## TASK STATEMENT
Only the lines from the beginning of the data below through the line that contains "Target: food in skillet" should be repeated, exactly as written.

[MATERIAL TO PROCESS Boundary: Start]

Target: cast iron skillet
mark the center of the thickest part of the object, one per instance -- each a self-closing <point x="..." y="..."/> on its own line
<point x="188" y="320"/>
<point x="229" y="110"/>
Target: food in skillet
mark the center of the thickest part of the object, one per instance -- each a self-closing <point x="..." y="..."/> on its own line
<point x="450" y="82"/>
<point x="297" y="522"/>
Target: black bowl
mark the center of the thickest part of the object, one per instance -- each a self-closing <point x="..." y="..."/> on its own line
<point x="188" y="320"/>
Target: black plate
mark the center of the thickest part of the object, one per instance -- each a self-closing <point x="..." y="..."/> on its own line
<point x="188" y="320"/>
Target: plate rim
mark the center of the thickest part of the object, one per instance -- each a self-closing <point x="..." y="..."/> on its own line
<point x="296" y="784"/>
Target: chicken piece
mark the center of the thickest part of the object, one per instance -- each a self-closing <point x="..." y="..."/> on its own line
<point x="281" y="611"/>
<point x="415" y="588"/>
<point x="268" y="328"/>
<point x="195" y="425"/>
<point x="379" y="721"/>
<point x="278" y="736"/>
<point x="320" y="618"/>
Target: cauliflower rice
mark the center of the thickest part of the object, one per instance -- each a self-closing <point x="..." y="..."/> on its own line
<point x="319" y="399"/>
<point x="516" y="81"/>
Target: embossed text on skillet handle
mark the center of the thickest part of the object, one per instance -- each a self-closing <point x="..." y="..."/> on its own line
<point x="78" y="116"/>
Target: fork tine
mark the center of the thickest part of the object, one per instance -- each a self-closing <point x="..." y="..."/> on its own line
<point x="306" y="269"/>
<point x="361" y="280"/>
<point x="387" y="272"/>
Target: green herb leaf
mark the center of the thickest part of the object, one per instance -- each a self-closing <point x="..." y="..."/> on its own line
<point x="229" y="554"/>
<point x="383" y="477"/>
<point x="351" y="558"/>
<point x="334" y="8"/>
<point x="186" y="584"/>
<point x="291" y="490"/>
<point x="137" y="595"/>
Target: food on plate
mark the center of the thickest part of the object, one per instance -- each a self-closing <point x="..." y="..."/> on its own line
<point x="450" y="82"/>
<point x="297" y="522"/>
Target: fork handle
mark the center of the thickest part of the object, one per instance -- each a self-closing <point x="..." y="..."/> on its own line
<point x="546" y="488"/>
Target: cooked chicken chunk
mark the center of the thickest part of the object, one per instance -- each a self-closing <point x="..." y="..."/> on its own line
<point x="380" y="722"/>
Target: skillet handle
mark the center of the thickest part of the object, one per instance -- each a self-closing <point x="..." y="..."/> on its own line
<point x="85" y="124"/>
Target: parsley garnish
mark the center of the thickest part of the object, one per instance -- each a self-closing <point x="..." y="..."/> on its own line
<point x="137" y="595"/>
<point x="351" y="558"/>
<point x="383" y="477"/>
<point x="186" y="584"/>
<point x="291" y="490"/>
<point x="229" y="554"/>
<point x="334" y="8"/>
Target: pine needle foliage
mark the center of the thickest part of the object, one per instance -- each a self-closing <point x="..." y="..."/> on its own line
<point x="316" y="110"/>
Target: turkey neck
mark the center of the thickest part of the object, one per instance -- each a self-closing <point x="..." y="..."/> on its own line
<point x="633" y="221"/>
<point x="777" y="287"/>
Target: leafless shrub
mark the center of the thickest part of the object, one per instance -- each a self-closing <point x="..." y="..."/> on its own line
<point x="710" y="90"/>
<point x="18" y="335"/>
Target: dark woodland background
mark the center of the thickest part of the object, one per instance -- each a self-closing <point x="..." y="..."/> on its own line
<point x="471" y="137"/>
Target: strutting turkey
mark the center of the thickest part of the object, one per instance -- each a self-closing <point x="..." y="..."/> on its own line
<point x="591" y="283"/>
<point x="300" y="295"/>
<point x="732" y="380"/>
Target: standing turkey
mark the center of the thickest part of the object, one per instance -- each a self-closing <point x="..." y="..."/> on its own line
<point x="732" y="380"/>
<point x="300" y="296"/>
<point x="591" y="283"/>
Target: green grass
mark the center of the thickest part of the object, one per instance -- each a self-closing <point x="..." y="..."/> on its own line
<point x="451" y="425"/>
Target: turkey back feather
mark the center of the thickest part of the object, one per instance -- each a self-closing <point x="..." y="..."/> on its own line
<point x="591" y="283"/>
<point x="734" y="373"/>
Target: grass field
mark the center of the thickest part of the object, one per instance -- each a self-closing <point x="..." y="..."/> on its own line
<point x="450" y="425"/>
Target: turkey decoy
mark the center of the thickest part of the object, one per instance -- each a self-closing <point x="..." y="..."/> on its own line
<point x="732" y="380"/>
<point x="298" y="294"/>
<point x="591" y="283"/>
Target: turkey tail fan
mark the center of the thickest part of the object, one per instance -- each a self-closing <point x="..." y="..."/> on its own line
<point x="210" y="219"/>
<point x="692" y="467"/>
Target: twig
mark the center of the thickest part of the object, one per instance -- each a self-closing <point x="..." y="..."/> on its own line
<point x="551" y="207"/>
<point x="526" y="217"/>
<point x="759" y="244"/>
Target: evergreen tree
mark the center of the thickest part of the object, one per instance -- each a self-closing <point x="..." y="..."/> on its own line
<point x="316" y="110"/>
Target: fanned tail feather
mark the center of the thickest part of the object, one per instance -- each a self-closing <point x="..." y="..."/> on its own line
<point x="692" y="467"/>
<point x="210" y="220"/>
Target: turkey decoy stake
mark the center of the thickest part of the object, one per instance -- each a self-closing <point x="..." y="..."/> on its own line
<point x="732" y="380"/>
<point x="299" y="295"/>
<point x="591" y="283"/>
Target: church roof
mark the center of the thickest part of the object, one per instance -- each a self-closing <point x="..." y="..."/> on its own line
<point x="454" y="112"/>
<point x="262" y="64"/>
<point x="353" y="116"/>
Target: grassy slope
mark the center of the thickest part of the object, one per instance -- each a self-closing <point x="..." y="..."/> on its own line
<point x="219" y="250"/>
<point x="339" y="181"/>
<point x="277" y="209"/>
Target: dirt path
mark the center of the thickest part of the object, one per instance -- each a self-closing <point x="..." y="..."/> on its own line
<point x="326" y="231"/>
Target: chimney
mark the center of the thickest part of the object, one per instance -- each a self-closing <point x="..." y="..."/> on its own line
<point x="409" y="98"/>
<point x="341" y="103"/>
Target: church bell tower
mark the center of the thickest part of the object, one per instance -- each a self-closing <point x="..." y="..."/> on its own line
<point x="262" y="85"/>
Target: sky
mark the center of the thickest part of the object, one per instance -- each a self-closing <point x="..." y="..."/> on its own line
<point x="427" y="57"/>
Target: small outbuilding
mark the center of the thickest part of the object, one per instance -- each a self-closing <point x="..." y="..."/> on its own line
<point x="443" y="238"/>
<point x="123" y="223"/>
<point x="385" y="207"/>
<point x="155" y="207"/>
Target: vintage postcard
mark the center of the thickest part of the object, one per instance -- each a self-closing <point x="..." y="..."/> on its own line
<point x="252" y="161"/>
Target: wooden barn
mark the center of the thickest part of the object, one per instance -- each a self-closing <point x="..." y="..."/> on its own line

[MATERIAL TO PROCESS Boundary: End]

## EXERCISE SOLUTION
Target: cast iron skillet
mark the center of the thickest part of the object, one per instance -- each a self-closing <point x="..." y="..."/> on its own line
<point x="188" y="320"/>
<point x="229" y="110"/>
Target: food in skillet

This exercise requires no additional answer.